Gate valves, and particularly motor-operated and air-operated gate valves are used extensively within nuclear power plants and process industries for the purpose of controlling fluid flow. The function of a gate valve is to provide positive flow isolation in fluid systems. Gate valves with motor- and air-operators (as well as other types of power operators) are used in critical safety-related functions in which the valves are automatically closed (or opened in some cases) in response to emergency conditions in order to ensure that the plant can be safely shutdown and accidents effectively mitigated.
In recent years, a variety of problems with motor-operated gate valves in particular has led to substantial expenditures by utilities, as well as the Nuclear Regulatory Commission (NRC), in efforts to ensure that these gate valves can be seated (or opened) under accident conditions. Two of the particular parameters of concern in making the determination of the valve's ability to function as required are internal clearances and delivered thrust. Various valve dimensions and clearances, such as the gate valve guide to disk clearance, T-bar to disk clearance, and the seat vs. guide limited angles are critical to successful valve performance. The thrust delivered to the disk by the operator through the stem is also critical to successful valve performance.
A wide variety of valve and valve operator problems have been documented. Probably the most visible issues have been addressed in the various revisions of NRC Bulletin 85-03, and in NRC Generic Letter 89-10, which deal with motor-operated valve (MOV) problems, and requires utilities to take actions to ensure that their MOVs will function as required. While the level of attention given to MOVs has been high, some of the same considerations apply to valves powered by other types of operators.
It is thus in the interest of the utility, and to the general public, that gate valves be monitored for degradation due to service wear. A continuing need exists for a reliable method and system for carrying out such monitoring so as to provide information on clearances, wear and developed thrust for valves used in critical safety-related applications, without requiring disassembly or other intrusive monitoring.

● TASK DIRECTIONS
In the gate valve text above, condense the paragraph that begins "In recent years, a variety of problems" into a short bulleted list that keeps its main facts.

● DATA LISTING

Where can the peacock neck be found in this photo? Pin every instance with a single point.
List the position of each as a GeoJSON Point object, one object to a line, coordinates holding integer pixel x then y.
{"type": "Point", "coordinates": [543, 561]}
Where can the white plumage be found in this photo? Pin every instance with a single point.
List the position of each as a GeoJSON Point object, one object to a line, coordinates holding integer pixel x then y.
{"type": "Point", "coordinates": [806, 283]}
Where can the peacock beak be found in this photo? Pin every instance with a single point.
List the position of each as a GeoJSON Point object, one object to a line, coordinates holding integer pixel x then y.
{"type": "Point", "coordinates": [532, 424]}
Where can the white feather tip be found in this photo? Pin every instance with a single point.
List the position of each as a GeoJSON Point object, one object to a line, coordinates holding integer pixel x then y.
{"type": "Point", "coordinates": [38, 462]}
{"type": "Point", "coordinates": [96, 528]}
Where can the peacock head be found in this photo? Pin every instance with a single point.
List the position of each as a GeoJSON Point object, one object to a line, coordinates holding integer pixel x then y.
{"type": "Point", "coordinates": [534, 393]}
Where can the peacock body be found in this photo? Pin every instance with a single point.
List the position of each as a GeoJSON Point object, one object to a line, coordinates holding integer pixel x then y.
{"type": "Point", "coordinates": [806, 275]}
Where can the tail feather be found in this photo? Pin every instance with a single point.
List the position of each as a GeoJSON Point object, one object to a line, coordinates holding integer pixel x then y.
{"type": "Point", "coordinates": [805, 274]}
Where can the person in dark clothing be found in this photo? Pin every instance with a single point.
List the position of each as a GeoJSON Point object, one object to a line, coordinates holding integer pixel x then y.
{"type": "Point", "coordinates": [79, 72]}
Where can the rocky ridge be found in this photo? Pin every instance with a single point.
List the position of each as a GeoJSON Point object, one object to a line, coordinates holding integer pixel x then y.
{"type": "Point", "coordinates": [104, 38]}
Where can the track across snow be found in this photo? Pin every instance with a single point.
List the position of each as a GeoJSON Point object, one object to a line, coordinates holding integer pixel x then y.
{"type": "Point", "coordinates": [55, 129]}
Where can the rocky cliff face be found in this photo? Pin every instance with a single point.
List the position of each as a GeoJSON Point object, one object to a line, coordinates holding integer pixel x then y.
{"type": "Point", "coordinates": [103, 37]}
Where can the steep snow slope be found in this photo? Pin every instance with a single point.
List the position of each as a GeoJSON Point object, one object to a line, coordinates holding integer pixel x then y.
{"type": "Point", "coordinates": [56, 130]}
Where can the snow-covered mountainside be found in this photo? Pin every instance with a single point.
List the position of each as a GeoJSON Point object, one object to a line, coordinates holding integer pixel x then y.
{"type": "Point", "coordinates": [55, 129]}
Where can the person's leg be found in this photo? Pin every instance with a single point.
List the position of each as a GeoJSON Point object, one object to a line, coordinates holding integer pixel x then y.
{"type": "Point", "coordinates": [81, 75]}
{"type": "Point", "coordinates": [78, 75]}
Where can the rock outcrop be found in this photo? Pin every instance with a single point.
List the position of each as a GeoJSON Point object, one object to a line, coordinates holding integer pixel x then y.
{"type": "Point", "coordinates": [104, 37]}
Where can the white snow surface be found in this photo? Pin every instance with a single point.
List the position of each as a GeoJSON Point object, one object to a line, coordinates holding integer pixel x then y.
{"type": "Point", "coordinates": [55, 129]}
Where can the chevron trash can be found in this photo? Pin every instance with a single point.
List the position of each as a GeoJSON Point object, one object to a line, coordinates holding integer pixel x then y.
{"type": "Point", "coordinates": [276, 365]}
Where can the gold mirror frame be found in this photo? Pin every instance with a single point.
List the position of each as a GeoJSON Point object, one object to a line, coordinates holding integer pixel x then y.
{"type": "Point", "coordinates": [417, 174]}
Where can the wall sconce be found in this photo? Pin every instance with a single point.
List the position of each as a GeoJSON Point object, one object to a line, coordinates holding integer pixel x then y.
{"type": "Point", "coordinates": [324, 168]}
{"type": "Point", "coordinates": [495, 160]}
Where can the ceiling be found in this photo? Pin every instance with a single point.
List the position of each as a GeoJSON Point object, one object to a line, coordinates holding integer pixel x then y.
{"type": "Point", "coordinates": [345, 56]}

● RESPONSE TO THE EXERCISE
- Problems with motor-operated gate valves have led utilities and the Nuclear Regulatory Commission (NRC) to spend heavily to ensure these valves can be seated (or opened) under accident conditions.
- Two key parameters in judging whether a valve will function as required are internal clearances and delivered thrust.
- Critical dimensions and clearances include the guide-to-disk clearance, the T-bar-to-disk clearance, and the seat vs. guide limited angles.
- The thrust the operator delivers to the disk through the stem is also critical to successful valve performance.